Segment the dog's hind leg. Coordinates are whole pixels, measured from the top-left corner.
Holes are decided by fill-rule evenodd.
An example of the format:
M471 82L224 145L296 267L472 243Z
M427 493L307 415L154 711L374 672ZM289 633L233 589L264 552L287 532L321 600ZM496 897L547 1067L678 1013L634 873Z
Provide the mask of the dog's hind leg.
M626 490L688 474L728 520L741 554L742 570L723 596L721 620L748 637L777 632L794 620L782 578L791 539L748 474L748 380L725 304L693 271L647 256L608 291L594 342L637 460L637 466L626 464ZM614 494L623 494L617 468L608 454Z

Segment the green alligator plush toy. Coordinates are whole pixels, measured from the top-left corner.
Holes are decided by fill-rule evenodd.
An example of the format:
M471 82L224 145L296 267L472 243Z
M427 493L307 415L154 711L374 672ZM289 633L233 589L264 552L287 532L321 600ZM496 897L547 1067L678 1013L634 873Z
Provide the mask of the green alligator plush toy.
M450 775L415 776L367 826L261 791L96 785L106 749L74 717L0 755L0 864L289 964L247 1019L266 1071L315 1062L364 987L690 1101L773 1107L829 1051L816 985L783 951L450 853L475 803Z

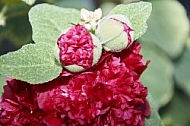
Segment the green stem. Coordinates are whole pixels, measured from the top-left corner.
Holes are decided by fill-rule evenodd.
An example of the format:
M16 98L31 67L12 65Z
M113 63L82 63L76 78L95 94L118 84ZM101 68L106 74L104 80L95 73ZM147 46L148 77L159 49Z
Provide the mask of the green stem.
M8 10L8 6L7 5L4 5L3 8L1 9L1 15L4 15Z

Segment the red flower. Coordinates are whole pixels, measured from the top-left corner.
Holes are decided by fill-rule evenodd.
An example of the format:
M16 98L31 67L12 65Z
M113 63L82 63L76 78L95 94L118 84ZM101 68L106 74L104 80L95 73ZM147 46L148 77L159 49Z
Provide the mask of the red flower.
M82 25L72 26L62 34L57 45L60 62L64 65L78 65L89 68L93 62L94 45L89 31Z
M120 53L104 52L91 69L62 74L31 85L7 80L2 95L2 125L144 126L150 115L148 90L140 82L146 69L140 44ZM63 76L69 75L69 76Z
M4 93L0 103L1 125L39 125L42 124L40 118L43 112L38 109L35 96L30 84L22 81L7 79L4 86ZM38 118L36 118L38 117Z

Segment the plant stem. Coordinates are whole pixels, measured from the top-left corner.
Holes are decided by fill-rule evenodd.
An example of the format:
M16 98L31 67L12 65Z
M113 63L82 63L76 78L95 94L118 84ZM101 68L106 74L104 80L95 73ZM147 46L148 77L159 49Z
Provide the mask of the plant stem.
M4 5L3 8L1 9L1 15L4 15L8 10L8 6L7 5Z

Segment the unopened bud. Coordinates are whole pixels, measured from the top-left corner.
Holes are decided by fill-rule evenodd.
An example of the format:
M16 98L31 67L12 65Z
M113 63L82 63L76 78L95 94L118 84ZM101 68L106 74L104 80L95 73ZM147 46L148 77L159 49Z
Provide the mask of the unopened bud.
M100 21L95 34L106 51L119 52L134 41L134 31L124 15L107 16Z

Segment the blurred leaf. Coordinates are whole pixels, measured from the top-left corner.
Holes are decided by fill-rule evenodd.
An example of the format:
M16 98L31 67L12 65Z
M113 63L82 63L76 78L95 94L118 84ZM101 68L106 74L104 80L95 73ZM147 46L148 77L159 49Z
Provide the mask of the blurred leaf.
M56 0L55 5L65 8L75 8L75 9L88 9L93 10L94 3L92 0Z
M17 47L31 42L31 26L27 13L9 18L5 27L0 28L0 41L8 39Z
M190 41L189 41L190 43ZM175 79L177 85L190 96L190 47L185 48L175 64Z
M6 82L6 77L0 75L0 96L1 96L1 93L3 92L3 85L5 84L5 82Z
M49 44L28 44L0 57L0 74L38 84L53 80L62 71Z
M161 110L165 126L189 126L190 98L182 92L175 91L170 104Z
M187 48L190 50L190 37L186 40Z
M36 0L21 0L25 3L27 3L28 5L32 5Z
M116 6L115 3L107 1L107 2L103 2L103 3L101 4L101 7L100 7L100 8L102 9L103 15L107 15L107 14L109 14L109 12L110 12L115 6Z
M144 42L141 53L150 64L141 80L148 87L157 108L167 104L173 95L173 66L170 59L152 43Z
M148 30L141 40L153 42L170 57L176 58L183 50L189 35L189 20L184 7L176 0L152 0L153 11Z
M145 126L164 126L157 112L155 102L150 94L147 96L147 100L151 107L151 115L149 118L146 119Z
M0 0L0 3L8 6L15 6L18 5L20 2L20 0Z
M146 21L152 11L152 5L149 2L138 2L131 4L117 5L110 14L123 14L129 18L132 28L135 32L135 39L141 37L146 29Z
M29 11L29 20L36 43L50 43L55 46L60 34L72 23L80 22L80 11L49 4L39 4Z

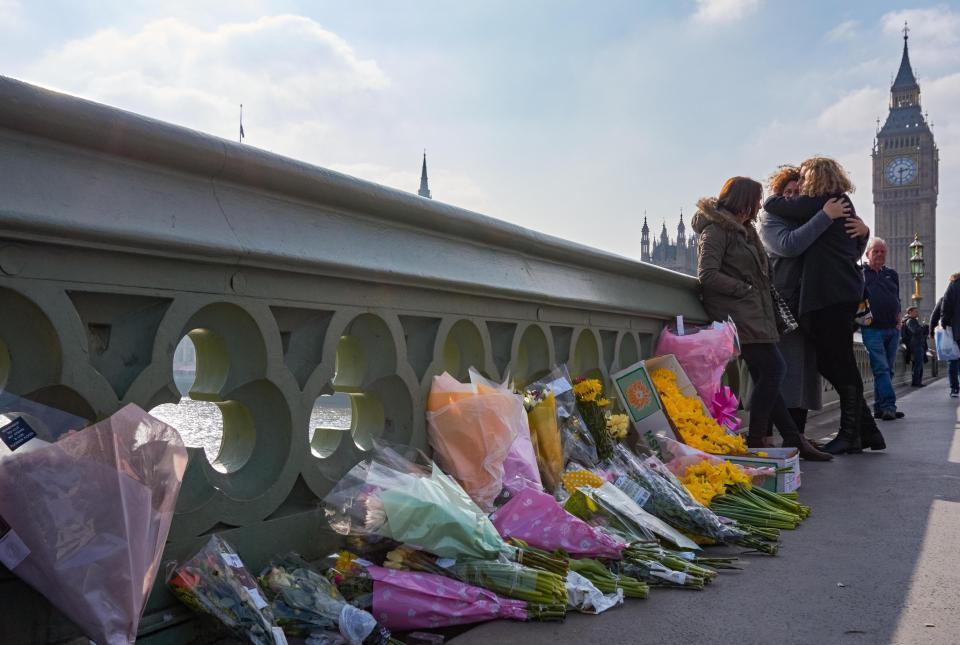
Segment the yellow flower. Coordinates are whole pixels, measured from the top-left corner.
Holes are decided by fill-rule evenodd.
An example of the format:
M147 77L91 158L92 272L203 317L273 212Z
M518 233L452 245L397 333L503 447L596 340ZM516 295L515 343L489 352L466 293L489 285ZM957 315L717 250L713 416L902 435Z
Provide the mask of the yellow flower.
M626 438L630 428L630 418L625 414L610 414L607 416L607 433L618 441Z
M750 478L736 464L729 461L711 463L707 459L687 466L680 482L704 506L709 506L715 496L723 495L727 486L751 486Z
M605 408L608 405L610 405L610 401L609 399L600 399L599 401L597 401L597 405L599 405L601 408Z
M721 427L704 411L700 399L684 396L677 386L676 374L668 369L658 369L650 378L660 394L667 416L684 443L715 455L747 453L743 437L732 435Z
M756 453L756 455L757 455L757 457L769 457L769 456L770 456L768 453L765 453L765 452L763 452L762 450L761 450L760 452Z
M603 392L603 384L595 378L585 379L573 385L573 393L581 403L596 401L601 392Z
M350 571L353 568L353 561L356 559L357 556L349 551L341 551L337 554L337 561L333 568L337 571Z

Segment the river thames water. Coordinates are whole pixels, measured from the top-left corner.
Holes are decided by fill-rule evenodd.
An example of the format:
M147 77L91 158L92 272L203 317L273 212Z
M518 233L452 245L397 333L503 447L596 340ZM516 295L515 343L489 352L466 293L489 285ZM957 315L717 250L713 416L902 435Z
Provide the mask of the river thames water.
M193 374L176 373L174 381L181 394L190 391ZM348 395L335 394L318 399L310 414L310 431L314 428L332 428L348 430L350 428L350 400ZM183 442L188 446L203 448L207 459L212 463L220 451L223 437L223 419L220 409L209 401L194 401L188 396L180 399L179 404L159 405L150 414L165 423L169 423L180 432ZM307 429L303 429L307 432Z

**Task to complete:**
Give back the material above exactly, but without its images.

**Answer for the task:**
Segment the dog's hind leg. Coordinates are whole pixels, measured from the top-left corner.
Holes are decided by fill-rule evenodd.
An example of the format:
M471 82L224 145L296 267L472 243Z
M427 493L307 415L154 711L374 672ZM289 633L233 589L264 552L287 532L321 600ZM496 897L547 1067L678 1013L634 873Z
Provide the mask of the dog's hind leg.
M626 490L688 474L728 520L741 554L742 570L723 596L721 620L748 637L777 632L794 620L782 578L791 539L748 474L748 380L725 304L693 271L647 256L608 291L594 342L637 460L637 466L626 464ZM614 494L623 494L617 468L608 454Z

Segment the green alligator plush toy. Coordinates are whole pixels, measured from the top-left corner.
Holes are decided by fill-rule evenodd.
An example of the format:
M471 82L224 145L296 267L472 243Z
M427 493L307 415L154 711L374 672ZM289 633L233 589L264 552L287 532L321 600ZM496 897L547 1067L678 1013L634 873Z
Provide the mask of the green alligator plush toy.
M450 775L415 776L367 826L261 791L96 785L106 749L74 717L0 755L0 864L289 964L247 1019L266 1071L315 1062L364 987L690 1101L773 1107L829 1051L816 985L783 951L450 853L475 803Z

Segment the green stem. Coordinates are whole pixels, measured from the top-left corner.
Holes are decided by fill-rule evenodd.
An example of the format:
M16 98L31 67L12 65Z
M113 63L82 63L76 78L95 94L118 84ZM101 68L106 74L104 80L95 73ZM147 46L148 77L159 49Z
Provide the mask of the green stem.
M8 10L8 6L7 5L4 5L3 8L1 9L1 15L4 15Z

Segment the red flower. Coordinates are whole pixels, measured from the top-left corner.
Holes are decided by fill-rule evenodd.
An example of the format:
M16 98L31 67L12 65Z
M113 63L82 63L76 78L95 94L118 84ZM101 68L106 74L104 80L95 73ZM147 46L148 77L159 49Z
Provide the mask of the red flower.
M82 25L72 26L62 34L57 45L60 62L64 65L78 65L89 68L93 62L94 45L89 31Z
M120 53L104 52L91 69L62 74L31 85L7 80L2 95L2 125L144 126L150 115L148 90L140 82L146 69L140 44ZM63 76L69 75L69 76Z
M4 93L0 103L1 125L39 125L42 124L40 118L43 112L38 109L35 96L30 84L22 81L7 79L4 86ZM38 118L36 118L38 117Z

Segment the plant stem. Coordinates are whole pixels, measured from the top-left corner.
Holes are decided by fill-rule evenodd.
An example of the format:
M16 98L31 67L12 65Z
M113 63L82 63L76 78L95 94L118 84ZM101 68L106 74L104 80L95 73ZM147 46L148 77L159 49Z
Provide the mask of the plant stem.
M4 5L3 8L1 9L1 15L4 15L8 10L8 6L7 5Z

Segment the unopened bud. Coordinates are whole pixels, measured from the top-left corner.
Holes are decided by fill-rule evenodd.
An example of the format:
M16 98L31 67L12 65Z
M113 63L82 63L76 78L95 94L118 84ZM101 68L106 74L104 80L95 73ZM147 46L148 77L159 49Z
Provide the mask of the unopened bud.
M100 21L95 34L106 51L119 52L134 41L134 31L124 15L107 16Z

Segment the blurred leaf. Coordinates are whole pixels, measured from the top-left corner.
Holes are decided by fill-rule evenodd.
An example of the format:
M16 98L31 67L12 65Z
M113 63L82 63L76 78L95 94L118 84ZM101 68L106 74L104 80L95 73ZM147 46L148 77L159 49Z
Provide the mask of the blurred leaf.
M56 0L55 5L65 8L75 8L75 9L88 9L93 10L94 3L92 0Z
M17 47L31 42L31 26L27 13L9 18L5 27L0 28L0 41L8 39Z
M190 41L189 41L190 43ZM175 79L177 85L190 96L190 47L185 48L175 64Z
M6 82L6 77L0 75L0 96L1 96L1 93L3 92L3 85L5 84L5 82Z
M49 44L28 44L0 57L0 74L38 84L53 80L62 71Z
M161 110L165 126L189 126L190 98L182 92L175 91L170 104Z
M187 48L190 50L190 37L186 40Z
M36 0L21 0L25 3L27 3L28 5L32 5Z
M116 6L115 3L107 1L107 2L103 2L103 3L101 4L101 7L100 7L100 8L102 9L103 15L107 15L107 14L109 14L109 12L110 12L115 6Z
M144 42L141 53L150 64L141 80L148 87L157 108L167 104L173 95L173 66L170 59L152 43Z
M148 30L141 40L153 42L170 57L176 58L183 50L189 35L189 20L184 7L176 0L152 0L153 11Z
M145 126L164 126L157 112L155 102L150 94L147 96L147 100L151 107L151 115L149 118L146 119Z
M0 0L0 3L8 6L15 6L18 5L20 2L20 0Z
M146 21L152 11L152 5L149 2L138 2L131 4L117 5L110 14L123 14L129 18L132 28L135 32L135 39L141 37L146 29Z
M29 11L29 20L36 43L50 43L55 46L60 34L72 23L80 22L80 11L49 4L39 4Z

Segment the yellow flower. Coordinates are whole pixels, measured from the top-left corner.
Holes are decided by fill-rule evenodd.
An example of the format:
M147 77L91 158L92 272L203 317L273 212Z
M518 233L452 245L397 333L503 447L596 340ZM516 295L515 343L489 352L466 293L489 285ZM957 315L717 250L713 416L902 435Z
Provide the mask of the yellow flower.
M626 438L630 428L630 418L625 414L610 414L607 416L607 433L618 441Z
M750 478L736 464L729 461L711 463L707 459L687 466L680 482L704 506L709 506L715 496L723 495L727 486L751 486Z
M605 408L608 405L610 405L610 401L609 399L600 399L599 401L597 401L597 405L599 405L601 408Z
M721 427L704 411L700 399L684 396L677 386L676 374L668 369L658 369L650 378L660 394L667 416L684 443L715 455L747 453L743 437L732 435Z
M756 453L756 455L757 455L757 457L769 457L769 456L770 456L768 453L765 453L765 452L763 452L762 450L761 450L760 452Z
M603 392L603 384L595 378L585 379L573 385L573 393L581 403L596 401L601 392Z
M350 571L353 568L353 561L356 559L357 556L349 551L341 551L337 554L337 561L333 568L337 571Z

Segment the river thames water. Coordinates are whole pixels, measured from the top-left corner.
Holes are decided by fill-rule evenodd.
An example of the format:
M147 77L91 158L92 272L203 317L273 212Z
M518 233L452 245L397 333L503 447L596 340ZM516 295L515 343L489 352L466 293L489 285ZM957 315L717 250L713 416L902 435Z
Provide the mask of the river thames water.
M193 374L176 373L174 381L181 394L190 391ZM348 395L335 394L318 399L310 414L310 431L314 428L332 428L348 430L350 428L350 400ZM183 442L188 446L203 448L207 459L212 463L220 451L223 437L223 419L220 409L209 401L194 401L188 396L180 399L179 404L159 405L150 414L165 423L169 423L180 432ZM307 429L303 429L307 432Z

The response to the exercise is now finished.